» INFORMATION SHOWN
= = = =
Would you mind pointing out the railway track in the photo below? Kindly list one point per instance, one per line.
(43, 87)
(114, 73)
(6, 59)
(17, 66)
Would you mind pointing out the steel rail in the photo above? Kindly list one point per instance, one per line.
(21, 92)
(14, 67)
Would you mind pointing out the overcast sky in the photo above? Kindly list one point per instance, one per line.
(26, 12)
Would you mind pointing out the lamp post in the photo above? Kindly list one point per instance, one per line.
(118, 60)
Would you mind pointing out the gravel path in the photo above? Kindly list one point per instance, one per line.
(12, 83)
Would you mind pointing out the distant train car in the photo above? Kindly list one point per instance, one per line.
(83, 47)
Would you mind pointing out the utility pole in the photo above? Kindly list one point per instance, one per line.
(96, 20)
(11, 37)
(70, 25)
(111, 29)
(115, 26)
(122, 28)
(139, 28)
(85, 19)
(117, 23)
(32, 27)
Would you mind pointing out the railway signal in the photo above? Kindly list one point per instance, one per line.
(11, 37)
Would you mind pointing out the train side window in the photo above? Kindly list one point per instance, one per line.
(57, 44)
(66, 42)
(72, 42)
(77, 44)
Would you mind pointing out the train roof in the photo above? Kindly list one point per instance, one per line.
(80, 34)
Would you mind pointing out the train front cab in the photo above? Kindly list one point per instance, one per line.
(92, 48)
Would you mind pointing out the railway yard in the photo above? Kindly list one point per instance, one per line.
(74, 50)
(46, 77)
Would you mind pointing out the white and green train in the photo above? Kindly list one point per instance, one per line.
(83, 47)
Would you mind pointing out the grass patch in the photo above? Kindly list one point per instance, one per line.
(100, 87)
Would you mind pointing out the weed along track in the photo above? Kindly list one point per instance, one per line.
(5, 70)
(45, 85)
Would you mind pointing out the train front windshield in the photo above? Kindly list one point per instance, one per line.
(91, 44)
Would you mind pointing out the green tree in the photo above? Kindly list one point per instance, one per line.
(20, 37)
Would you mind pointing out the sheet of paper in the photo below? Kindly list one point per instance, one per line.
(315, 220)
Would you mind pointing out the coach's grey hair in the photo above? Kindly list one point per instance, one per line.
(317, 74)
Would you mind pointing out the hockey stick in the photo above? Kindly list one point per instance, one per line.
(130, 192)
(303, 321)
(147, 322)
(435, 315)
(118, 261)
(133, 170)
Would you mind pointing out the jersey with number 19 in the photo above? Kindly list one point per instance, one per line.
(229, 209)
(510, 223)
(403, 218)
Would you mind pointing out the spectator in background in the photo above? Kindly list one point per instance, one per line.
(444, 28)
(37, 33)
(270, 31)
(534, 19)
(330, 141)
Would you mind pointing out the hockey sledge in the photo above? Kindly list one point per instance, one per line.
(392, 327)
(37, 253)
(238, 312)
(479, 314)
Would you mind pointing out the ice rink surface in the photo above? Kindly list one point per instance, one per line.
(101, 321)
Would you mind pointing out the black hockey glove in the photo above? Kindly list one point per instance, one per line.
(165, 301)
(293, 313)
= = = =
» INSTRUCTIONS FOR THE TASK
Return all of the data above word for word, with every line unchanged and in the same order.

» FULL RESPONSE
Would you mind pointing out the railway track in the photo below? Kindly list one point per instance, one per line.
(43, 87)
(114, 73)
(6, 59)
(17, 66)
Would you mind pointing out the steel rail in the photo above? Kindly list one point per instance, one per line.
(21, 92)
(14, 67)
Would you mind pointing out the overcast sky in the photo above? Kindly list one point per instance, one per line.
(26, 12)
Would you mind pointing out the lamp post in the photo above? Kindly list one point per instance, one per line.
(118, 60)
Would you mind pointing out the gravel path in the photo above? Kindly list one point per instance, one per line.
(12, 83)
Would you mind pointing out the distant train car in the photo above? Kindly list one point per instance, one per line.
(83, 47)
Would you mind pointing out the utility pole in the photo above? Kindly list one point per instance, one per line.
(96, 20)
(11, 37)
(70, 25)
(111, 29)
(115, 26)
(122, 28)
(139, 28)
(85, 19)
(117, 23)
(32, 27)
Would you mind pointing out the railway signal in the photo above? Kindly list one point per instance, one per line.
(11, 37)
Would you mind pointing out the train side window in the photo above? Kindly list one point per instance, one per line.
(57, 44)
(66, 42)
(72, 42)
(77, 44)
Would you mind pointing out the train roof in the photo above? Kindly list one point per instance, one per line.
(80, 34)
Would you mind pointing out the train front cab in the photo above? Kindly list one point per instance, one per line.
(92, 48)
Would you mind pointing out the railway yard in the photo above? Kindly list one point per instance, one per line.
(74, 50)
(46, 77)
Would you mind pointing out the white and green train in the photo above? Kindly list one point per instance, one per line.
(83, 47)
Would you mind pointing out the grass patch in the photo above? Kindly list one point per instance, one per line.
(100, 87)
Would you mind pointing out the weed along track in the photo above? Kindly list one point per instance, one per line.
(5, 70)
(45, 85)
Would you mind pointing out the train front windshield in the photo above? Kindly list one point per instance, one per line.
(91, 44)
Would you mind pointing out the green tree in the photo above? Kindly list one point per instance, one per line.
(20, 37)
Would you mind pointing out the sheet of paper in the photo below? Kindly list one point per instance, one per line.
(315, 220)
Would you mind pointing out the coach's grey hair in the photo above? Kindly list one point per instance, one per line.
(317, 74)
Would you mind pointing out the hockey stick in the photo above? Kindly list one point per instance, one per line.
(130, 192)
(303, 321)
(147, 322)
(435, 315)
(118, 261)
(133, 170)
Would you mind pointing out the jersey with number 19 in the photo above? Kindly list one point per instance, one per line.
(229, 209)
(510, 223)
(403, 218)
Would you mind pointing out the spectator in background in the photo above? Kindly list one point per instance, one per line.
(444, 28)
(37, 33)
(270, 31)
(534, 19)
(330, 141)
Would you mind pointing out the hockey sledge in the photo above? Kindly list one point per instance, one per line.
(392, 327)
(37, 253)
(238, 312)
(479, 314)
Would you mind pointing out the ice rink surface in the photo above? Kindly list one point per instance, one per line.
(101, 321)
Would you mind pointing out the black hockey glove in the photo above? Kindly list one point per instance, one per line.
(165, 301)
(293, 313)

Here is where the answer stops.